Teks Dokumen.
┌──
Tentu kita sama mengenal akan sosok Badiuzzaman Said Nursi. Sebagaimana penulis paparkan pada pekan lalu, perihal pemikirannya tentang kesinambungan ilmu agama dan sains modern dalam al-Qur’anul Karim surah Yasin ayat 41-42; namun dalam rangkai jahitan tulisan kali ini, agaknya kita perlu membahas sisi dimensi lain dari sosok Badiuzzaman Said Nursi.
Di buku Al-Maktubat-nya, disebut dalam buku tersebut sebuah pertanyaan ‘’Mengapa pengabdian terhadap Al-Qur’anul Karim dan iman menghalangimu dari hingar bingar dunia politik’’?
Lantas Badiuzzaman Said Nursi pun menjawab: berbagai hakikat iman dan Al-Qur’an sangat amat berharga dan mahal laksana intan permata; jikalau aku sibuk dengan politik, tentu saja akan terlintas dalam benak orang awam yang lengah, bahwasanya orang ini ingin menjadikan kita bergabung membersamai dalam sayap-sayap politik tertentu, dan bukankah tutur Badiuzzaman Said Nursi, orang yang mengajak melalaui propagandis-propagandis politik, tidak lain hanyalah ingin memperoleh pengikut. (Nursi B. S., 2020, p. 106)
Mengenai anasir-anasir Badiuzzaman Said Nursi sendiri, menurut hemat penulis cukup terpatri melalui ungkapannya yang cukup masyhur, sebagai berikut:
أَعُوْذُ بِااللهِ مِنَ الشَّيْطَانِ وَالسِّيَاسَةِ
‘’Aku berlindung kepada Allah SWT dari setan dan politik. (Nursi B. S., 2020, p. 80)
Atas dasar inilah, asbabun nuzul ide tulisan ini lahir. Lalu bagaimanakah dimensi Imam Al-Ghazali perihal relasi agama dan politik? Penulis mulai dari istilah; ‘’mengagamakan politik dan mempolitikkan agama’’
Relasi Agama dan Negara
Dalam perihal problema kepemimpinan, Imam al-Ghazali berpendapat bahwa pembentukan sebuah lembaga-lembaga kepemimpinan merupakan wajib syar’i. Yang berasaskan melalui ijma’ ummat dan hukumnya adalah fardu kifayah.
Sebab, menurut Imam al-Ghazali, yaitu manusia cenderung hidup bermasyarakat agar supaya mereka mampu pekerjasama serta tolong-menolong dalam rangka memenuhi kebutuhan hidup mereka, namun dalam kerjasama dan tolong menolong itu, sering terjadi pertentangan dan persaingan, maka dari itu untuk mengatasi problema tersebut diperlukan sebuah pemerintahan. (Komarudin, 2002, p. 144)
└──
Data yang Diekstrak.
┌──
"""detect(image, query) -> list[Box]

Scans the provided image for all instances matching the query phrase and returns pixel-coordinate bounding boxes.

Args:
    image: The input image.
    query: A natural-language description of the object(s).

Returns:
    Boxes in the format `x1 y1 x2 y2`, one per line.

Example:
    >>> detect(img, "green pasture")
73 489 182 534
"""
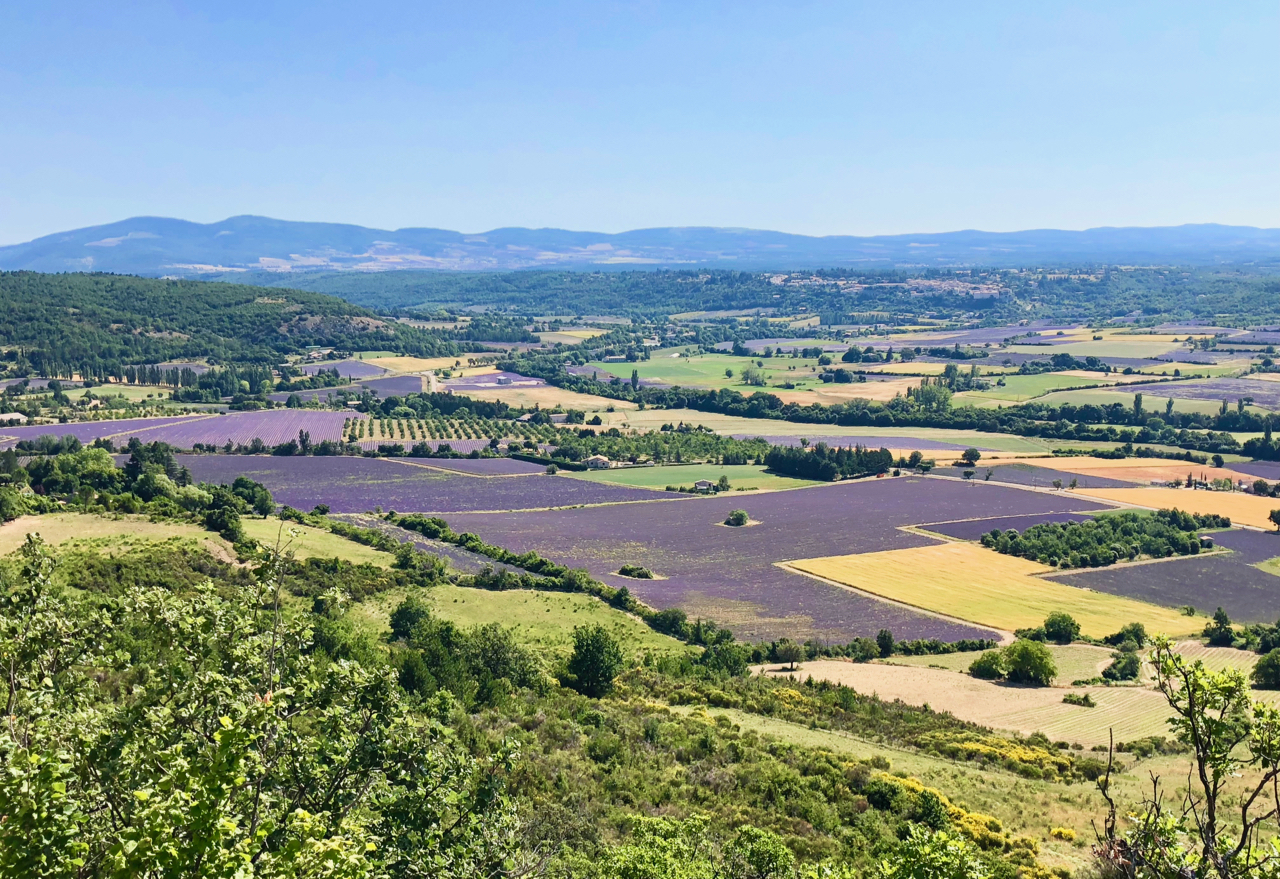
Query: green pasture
241 516 396 568
568 464 817 490
1039 384 1267 416
614 409 1052 455
590 350 856 394
877 644 1112 687
957 372 1111 403
352 583 689 659
1005 337 1185 360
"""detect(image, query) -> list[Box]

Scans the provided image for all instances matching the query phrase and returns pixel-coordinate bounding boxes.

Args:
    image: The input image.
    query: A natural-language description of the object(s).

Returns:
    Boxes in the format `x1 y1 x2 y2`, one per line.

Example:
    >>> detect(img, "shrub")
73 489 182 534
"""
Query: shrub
567 624 622 699
1204 608 1235 647
969 650 1005 681
1103 623 1148 647
1044 610 1080 644
1102 653 1142 681
1004 641 1057 687
1252 647 1280 690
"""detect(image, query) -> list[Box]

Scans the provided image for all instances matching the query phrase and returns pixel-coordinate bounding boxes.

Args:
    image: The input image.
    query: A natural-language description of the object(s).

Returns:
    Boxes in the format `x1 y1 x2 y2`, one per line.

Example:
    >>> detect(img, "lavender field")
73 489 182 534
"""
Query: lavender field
└──
Daftar Tugas.
#1 Sebutkan semua rujukan sumber dalam tanda kurung yang tercantum di teks tentang agama dan politik, lengkap dengan tahun dan halamannya.
#2 Cetak bagian teks tentang agama dan politik dari "Di buku Al-Maktubat-nya, disebut" sampai dengan "bingar dunia politik’’?".

Jawaban per Tugas.
#1
1. (Nursi B. S., 2020, p. 106)
2. (Nursi B. S., 2020, p. 80)
3. (Komarudin, 2002, p. 144)

#2
Di buku Al-Maktubat-nya, disebut dalam buku tersebut sebuah pertanyaan ‘’Mengapa pengabdian terhadap Al-Qur’anul Karim dan iman menghalangimu dari hingar bingar dunia politik’’?